* _Action item_:
For the entries below, work out how many lines contain the string "edge" and write only the number.

* _Task input_:

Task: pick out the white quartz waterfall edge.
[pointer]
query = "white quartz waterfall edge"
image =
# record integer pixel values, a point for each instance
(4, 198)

* _Your solution_:
2